Source passage:
==========
London Capital and the Bryan Cook – Thomas Yi Scam Spree, 2010 to 2015

Yves here. Richard Smith is on the trail of what looks to be his biggest international scam find ever, orders of magnitude larger than the usual below the radar single to low double digit million dollar/pound/euro operation that he has ferreted out in the past. And mind you, even though he focuses on the dubious looking inter-corporate relationships and the often evident lack of normal investors protections and business substance, these companies sell hope and glamour to typically credulous retail investors who lose their money and have no recourse.

Naked Capitalism, January 2015

By Richard Smith

For nearly two years now, but with much greater frequency since January this year, I’ve been blogging the story of a group of New Zealand Financial Services Providers and their connections to a sprawling series of international investment frauds, operating between 2010 and now, with operational bases in Switzerland, New Zealand and London, but usually aimed at Malaysian, Singaporean and Chinese investors and, sometimes, mugs in many more locations.

The toxic brand “London Capital” looms over everything. Here’s an old screen shot from London Capital’s web site:

Londoncapital.biz Capture

Connected to all of the scams, in one way or another, we find now-convicted fraudster and stock manipulator Bryan Cook, and henchman Thomas Yi of London Capital, depicted above. Again and again, we also find Cook’s sister Julie Cook, Dubai associate Chris Eddy, lawyers David and Christopher Orchard, and a host of Swiss, Korean, Chinese, Malaysian and Rumanian assistants.

Here is a tabulation of the claimed and possible investor damage, where known. The low estimate is based on various unverified assessments, by apparently sober third parties, who have collated individual investors’ claimed losses, sampled in just a part of each scam’s known geographical footprint. The high estimate, of much lower quality, is estimated from what’s known of the scam’s overall footprint.
==========
Listed entries:

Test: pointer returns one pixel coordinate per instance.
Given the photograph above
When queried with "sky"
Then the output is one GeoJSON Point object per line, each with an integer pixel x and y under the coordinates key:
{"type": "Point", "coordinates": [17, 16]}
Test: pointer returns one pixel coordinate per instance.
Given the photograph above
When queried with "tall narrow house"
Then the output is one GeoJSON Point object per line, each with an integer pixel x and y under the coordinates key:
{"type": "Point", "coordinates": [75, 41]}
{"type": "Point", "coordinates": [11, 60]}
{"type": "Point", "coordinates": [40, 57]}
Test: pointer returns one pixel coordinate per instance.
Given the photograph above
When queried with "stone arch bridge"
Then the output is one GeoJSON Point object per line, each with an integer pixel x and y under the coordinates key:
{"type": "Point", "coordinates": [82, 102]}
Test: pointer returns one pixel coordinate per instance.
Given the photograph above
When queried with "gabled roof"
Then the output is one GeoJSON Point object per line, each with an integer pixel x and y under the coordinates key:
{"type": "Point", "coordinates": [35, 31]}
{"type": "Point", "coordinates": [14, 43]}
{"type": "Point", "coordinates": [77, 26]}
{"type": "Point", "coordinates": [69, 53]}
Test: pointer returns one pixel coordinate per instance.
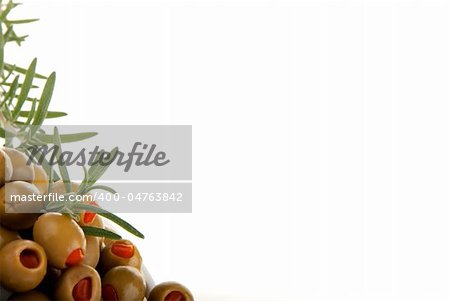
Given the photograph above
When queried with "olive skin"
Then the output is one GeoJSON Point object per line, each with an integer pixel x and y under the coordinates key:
{"type": "Point", "coordinates": [47, 285]}
{"type": "Point", "coordinates": [168, 291]}
{"type": "Point", "coordinates": [107, 241]}
{"type": "Point", "coordinates": [7, 236]}
{"type": "Point", "coordinates": [59, 188]}
{"type": "Point", "coordinates": [29, 296]}
{"type": "Point", "coordinates": [113, 255]}
{"type": "Point", "coordinates": [66, 286]}
{"type": "Point", "coordinates": [40, 179]}
{"type": "Point", "coordinates": [5, 168]}
{"type": "Point", "coordinates": [21, 170]}
{"type": "Point", "coordinates": [24, 264]}
{"type": "Point", "coordinates": [92, 256]}
{"type": "Point", "coordinates": [123, 283]}
{"type": "Point", "coordinates": [62, 239]}
{"type": "Point", "coordinates": [18, 215]}
{"type": "Point", "coordinates": [97, 221]}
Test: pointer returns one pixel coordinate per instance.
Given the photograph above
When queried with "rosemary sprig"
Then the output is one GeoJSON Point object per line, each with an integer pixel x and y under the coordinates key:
{"type": "Point", "coordinates": [23, 112]}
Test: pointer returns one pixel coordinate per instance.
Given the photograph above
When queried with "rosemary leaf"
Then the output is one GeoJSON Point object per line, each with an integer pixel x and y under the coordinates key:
{"type": "Point", "coordinates": [28, 81]}
{"type": "Point", "coordinates": [45, 100]}
{"type": "Point", "coordinates": [112, 217]}
{"type": "Point", "coordinates": [62, 166]}
{"type": "Point", "coordinates": [99, 232]}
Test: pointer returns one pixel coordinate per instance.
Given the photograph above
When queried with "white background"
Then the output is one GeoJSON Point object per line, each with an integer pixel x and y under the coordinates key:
{"type": "Point", "coordinates": [321, 136]}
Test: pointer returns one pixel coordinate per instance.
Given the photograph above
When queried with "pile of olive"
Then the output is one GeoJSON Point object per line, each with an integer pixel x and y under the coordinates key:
{"type": "Point", "coordinates": [48, 256]}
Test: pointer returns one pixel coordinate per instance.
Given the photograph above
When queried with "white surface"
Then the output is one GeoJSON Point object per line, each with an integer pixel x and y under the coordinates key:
{"type": "Point", "coordinates": [321, 136]}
==========
Problems to solve:
1. List every person the passage on the London Capital scams names as connected to the scams.
2. Write the next part of the passage on the London Capital scams, picking up after its final sentence.

Answers by item number:
1. Bryan Cook, Thomas Yi, Julie Cook, Chris Eddy, David Orchard, Christopher Orchard

2.
Scam Type Low estimate of losses High estimate of losses Related Cook/Yi Vehicles
US OTC listed stocks 2010-2014 Oil exploration pump and dumps: Octagon 88, CEC Northstar, Tamm Oil. Unknown targets, but very possibly Far Eastern investors. Unknown Unknown STS Swiss Treuhand Services (Switzerland), web site archive
German listed stocks 2010-2012 Stock price manipulation on Deutsche Börse (Frankfurt and Berlin), mostly targeting non-German investors. Unknown Unknown New Zealand Financial Services Provider ABIL Finance Corporation, STS Swiss Treuhand Services (Switzerland), web site archive
GXG listed stocks, 2012-2015 Stock manipulation operations on GXG Markets, mostly targeting Far Eastern investors. Unknown Unknown New Zealand Financial Services Providers London Capital NZ and “Asia Finance Corporation trading as London Capital NZ”
Virgin Gold Mining Corporation 2011-2015 Gold-related pyramid scheme and a multi-phase stock manipulation follow-on at GXG Markets, targeting Far Eastern investors $250Mn $2Bn New Zealand Financial Services Providers London Capital NZ and “Asia Finance Corporation trading as London Capital NZ”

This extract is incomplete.